** Start RECORD LIST **

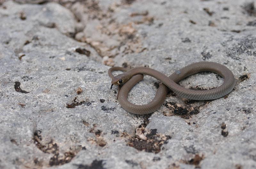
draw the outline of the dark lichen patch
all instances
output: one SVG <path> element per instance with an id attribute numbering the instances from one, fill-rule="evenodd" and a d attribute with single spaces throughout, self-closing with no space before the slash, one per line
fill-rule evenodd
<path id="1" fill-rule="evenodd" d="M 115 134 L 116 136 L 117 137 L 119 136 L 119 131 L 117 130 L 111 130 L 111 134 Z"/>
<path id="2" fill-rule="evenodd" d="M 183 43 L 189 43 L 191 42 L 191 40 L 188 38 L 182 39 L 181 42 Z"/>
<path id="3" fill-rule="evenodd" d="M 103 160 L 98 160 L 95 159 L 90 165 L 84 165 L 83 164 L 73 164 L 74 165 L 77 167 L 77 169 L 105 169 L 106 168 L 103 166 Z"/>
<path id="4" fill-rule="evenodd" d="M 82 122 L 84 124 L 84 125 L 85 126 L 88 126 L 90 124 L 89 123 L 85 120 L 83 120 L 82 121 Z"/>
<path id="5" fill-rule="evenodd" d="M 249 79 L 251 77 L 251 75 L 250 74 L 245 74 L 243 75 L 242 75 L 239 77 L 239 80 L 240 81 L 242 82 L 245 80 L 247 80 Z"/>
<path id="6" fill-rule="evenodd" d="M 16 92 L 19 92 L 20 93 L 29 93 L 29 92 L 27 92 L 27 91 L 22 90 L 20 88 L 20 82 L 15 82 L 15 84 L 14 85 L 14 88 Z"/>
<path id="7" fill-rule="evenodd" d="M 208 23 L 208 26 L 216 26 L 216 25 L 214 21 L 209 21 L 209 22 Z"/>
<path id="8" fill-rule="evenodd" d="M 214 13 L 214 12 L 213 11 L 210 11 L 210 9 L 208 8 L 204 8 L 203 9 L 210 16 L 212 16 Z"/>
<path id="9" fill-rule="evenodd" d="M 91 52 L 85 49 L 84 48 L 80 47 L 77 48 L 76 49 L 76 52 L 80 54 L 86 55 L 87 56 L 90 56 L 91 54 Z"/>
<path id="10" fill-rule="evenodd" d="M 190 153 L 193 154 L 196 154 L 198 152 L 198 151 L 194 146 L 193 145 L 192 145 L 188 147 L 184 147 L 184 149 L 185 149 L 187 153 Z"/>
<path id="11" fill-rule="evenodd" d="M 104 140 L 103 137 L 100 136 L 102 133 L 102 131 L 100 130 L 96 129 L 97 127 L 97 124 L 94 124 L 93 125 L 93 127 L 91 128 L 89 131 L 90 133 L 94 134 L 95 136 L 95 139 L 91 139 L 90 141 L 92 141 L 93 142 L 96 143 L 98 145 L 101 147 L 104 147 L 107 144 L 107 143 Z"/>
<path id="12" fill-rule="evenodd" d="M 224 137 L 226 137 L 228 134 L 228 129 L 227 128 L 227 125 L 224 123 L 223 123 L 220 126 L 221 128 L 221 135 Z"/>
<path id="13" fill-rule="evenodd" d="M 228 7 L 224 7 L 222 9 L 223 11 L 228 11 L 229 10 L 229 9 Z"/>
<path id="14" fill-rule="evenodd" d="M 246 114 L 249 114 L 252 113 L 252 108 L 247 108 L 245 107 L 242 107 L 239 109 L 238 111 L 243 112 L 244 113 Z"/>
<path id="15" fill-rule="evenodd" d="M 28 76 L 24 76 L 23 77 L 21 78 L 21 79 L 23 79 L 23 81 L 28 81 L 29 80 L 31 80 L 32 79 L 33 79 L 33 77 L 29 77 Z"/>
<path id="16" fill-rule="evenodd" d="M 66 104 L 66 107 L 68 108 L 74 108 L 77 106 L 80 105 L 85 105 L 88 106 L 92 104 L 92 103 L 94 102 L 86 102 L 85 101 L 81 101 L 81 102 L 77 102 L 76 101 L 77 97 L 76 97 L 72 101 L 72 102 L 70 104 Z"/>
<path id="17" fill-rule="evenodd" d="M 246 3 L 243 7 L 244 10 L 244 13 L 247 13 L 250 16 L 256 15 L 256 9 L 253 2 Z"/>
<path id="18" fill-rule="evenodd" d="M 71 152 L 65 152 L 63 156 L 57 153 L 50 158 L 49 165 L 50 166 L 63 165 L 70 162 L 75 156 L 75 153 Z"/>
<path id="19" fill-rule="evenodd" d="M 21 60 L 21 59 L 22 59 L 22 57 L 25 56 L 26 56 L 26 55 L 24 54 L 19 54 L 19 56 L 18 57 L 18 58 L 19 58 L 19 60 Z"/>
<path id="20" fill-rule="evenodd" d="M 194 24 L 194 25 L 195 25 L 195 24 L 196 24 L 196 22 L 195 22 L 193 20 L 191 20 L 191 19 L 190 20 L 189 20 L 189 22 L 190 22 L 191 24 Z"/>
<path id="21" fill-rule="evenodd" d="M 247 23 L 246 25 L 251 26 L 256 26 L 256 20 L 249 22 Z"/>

** End RECORD LIST **

Update the records by replacing "lichen" with "moss" and keeping everything else the same. Leave out the pictures.

> RESULT
draw the outline of the dark moss patch
all instances
output: one SVG <path> element per instance with an id attribute numbering the instances from one, fill-rule="evenodd" and a d attribute with single spaces throughout, self-closing with no space before the slash, one per line
fill-rule evenodd
<path id="1" fill-rule="evenodd" d="M 115 134 L 116 136 L 117 137 L 119 136 L 119 131 L 117 130 L 111 130 L 111 134 Z"/>
<path id="2" fill-rule="evenodd" d="M 183 43 L 189 43 L 191 42 L 191 40 L 188 38 L 182 39 L 181 42 Z"/>
<path id="3" fill-rule="evenodd" d="M 103 160 L 98 160 L 95 159 L 90 165 L 84 165 L 83 164 L 73 164 L 74 165 L 77 167 L 77 169 L 105 169 L 106 168 L 103 166 Z"/>
<path id="4" fill-rule="evenodd" d="M 82 122 L 84 124 L 84 125 L 85 126 L 88 126 L 90 124 L 89 123 L 85 120 L 83 120 L 82 121 Z"/>
<path id="5" fill-rule="evenodd" d="M 249 79 L 251 77 L 251 75 L 250 74 L 245 74 L 243 75 L 242 75 L 239 77 L 239 80 L 240 81 L 242 82 L 245 80 L 247 80 Z"/>
<path id="6" fill-rule="evenodd" d="M 16 92 L 19 92 L 20 93 L 29 93 L 29 92 L 27 92 L 27 91 L 22 90 L 20 88 L 20 82 L 15 82 L 15 84 L 14 85 L 14 88 Z"/>
<path id="7" fill-rule="evenodd" d="M 208 23 L 208 26 L 216 26 L 216 25 L 214 21 L 209 21 L 209 22 Z"/>
<path id="8" fill-rule="evenodd" d="M 214 13 L 214 12 L 213 11 L 210 11 L 210 9 L 208 8 L 204 8 L 203 9 L 210 16 L 212 16 Z"/>
<path id="9" fill-rule="evenodd" d="M 91 52 L 85 49 L 84 48 L 80 47 L 77 48 L 76 49 L 76 52 L 80 54 L 86 55 L 87 56 L 90 56 L 91 54 Z"/>
<path id="10" fill-rule="evenodd" d="M 190 153 L 193 154 L 196 154 L 198 152 L 198 151 L 194 146 L 193 145 L 192 145 L 188 147 L 184 147 L 184 149 L 185 149 L 187 153 Z"/>
<path id="11" fill-rule="evenodd" d="M 104 140 L 103 137 L 100 136 L 102 133 L 102 131 L 100 130 L 96 129 L 97 127 L 97 124 L 94 124 L 93 125 L 93 127 L 91 128 L 89 131 L 90 133 L 94 134 L 95 136 L 95 139 L 91 139 L 90 141 L 92 141 L 93 142 L 96 143 L 98 145 L 101 147 L 104 147 L 107 144 L 107 143 Z"/>
<path id="12" fill-rule="evenodd" d="M 224 137 L 226 137 L 228 134 L 228 129 L 227 128 L 227 125 L 224 123 L 223 123 L 220 126 L 221 128 L 221 135 Z"/>
<path id="13" fill-rule="evenodd" d="M 228 7 L 224 7 L 222 9 L 223 11 L 228 11 L 229 10 L 229 9 Z"/>
<path id="14" fill-rule="evenodd" d="M 246 114 L 249 114 L 252 113 L 252 108 L 247 108 L 245 107 L 242 107 L 239 109 L 238 111 L 243 112 L 244 113 Z"/>
<path id="15" fill-rule="evenodd" d="M 28 76 L 24 76 L 23 77 L 21 78 L 21 79 L 23 79 L 23 81 L 28 81 L 29 80 L 31 80 L 32 79 L 33 79 L 33 77 L 29 77 Z"/>
<path id="16" fill-rule="evenodd" d="M 66 104 L 66 107 L 68 108 L 74 108 L 77 106 L 80 105 L 85 105 L 88 106 L 92 104 L 92 103 L 94 102 L 86 102 L 85 101 L 81 101 L 81 102 L 77 102 L 76 101 L 77 97 L 76 97 L 72 101 L 72 102 L 70 104 Z"/>
<path id="17" fill-rule="evenodd" d="M 246 3 L 243 7 L 244 10 L 244 13 L 247 13 L 250 16 L 256 15 L 256 9 L 253 2 Z"/>
<path id="18" fill-rule="evenodd" d="M 71 152 L 65 152 L 63 156 L 57 153 L 50 158 L 49 165 L 50 166 L 63 165 L 70 162 L 75 156 L 75 153 Z"/>
<path id="19" fill-rule="evenodd" d="M 21 60 L 21 59 L 22 59 L 22 57 L 25 56 L 26 56 L 26 55 L 24 54 L 19 54 L 19 56 L 18 57 L 18 58 L 19 58 L 19 60 Z"/>
<path id="20" fill-rule="evenodd" d="M 194 24 L 194 25 L 195 25 L 195 24 L 196 24 L 196 22 L 195 22 L 193 20 L 191 20 L 191 19 L 190 20 L 189 20 L 189 22 L 190 22 L 191 24 Z"/>
<path id="21" fill-rule="evenodd" d="M 247 23 L 246 25 L 251 26 L 256 26 L 256 20 L 249 22 Z"/>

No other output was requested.